---------- Text provided
That's what everyone else does but it not working out maybr a need to use a bottle coozie.


----------



## Smackdaddy53 (Dec 31, 2012)

Backcountry 16 said:


> Attached the platform yesterday took for a test drive in the River and like it in the back it's good for a seat. Haven't poled off of it yet but will be this weekend coming up for sure.


I hate to tell you this but I think you are going to be hitting your motor cowling with your push pole a lot with the platform that far in front of it. I had the same issue on my last boat and the platform was even closer to the motor than yours is. I may be wrong but I'm pretty sure of it.


----------



## Backcountry 16 (Mar 15, 2016)

Smackdaddy53 said:


> I hate to tell you this but I think you are going to be hitting your motor cowling with your push pole a lot with the platform that far in front of it. I had the same issue on my last boat and the platform was even closer to the motor than yours is. I may be wrong but I'm pretty sure of it.
--------------------
Carry on the forum thread about the poling platform and push pole from the point where it stops.
---------- Source material
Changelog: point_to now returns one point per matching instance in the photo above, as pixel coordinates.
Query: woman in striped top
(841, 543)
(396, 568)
--------------------
• _Result for this task_
I am probably going to get another tie down and move it to the front I put it there so I could still open the hatch without taking off the platform everytime. I hope to try and go out this weekend to the salt water and see how it works I will probably end up having a poling platform built.


----------



## ZaneD (Feb 28, 2017)

Backcountry 16 said:


> I am probably going to get another tie down and move it to the front I put it there so I could still open the hatch without taking off the platform everytime. I hope to try and go out this weekend to the salt water and see how it works I will probably end up having a poling platform built.


Build the platform!! When you said you’d get something custom built I was hoping to see something along the lines of the old school whipray platform with flared front legs. I wish mine had something like that, my tiller hits the platform legs and somewhat limits my turning radius.

But I think poling from that low casting platform is going to be tough.


----------



## Backcountry 16 (Mar 15, 2016)

It will definitely have flared legs on it to account for the tiller extension that's why I didn't have Ankona install one for me. Going to try the platform first I would like to spend my platform money on a power pole for my action craft.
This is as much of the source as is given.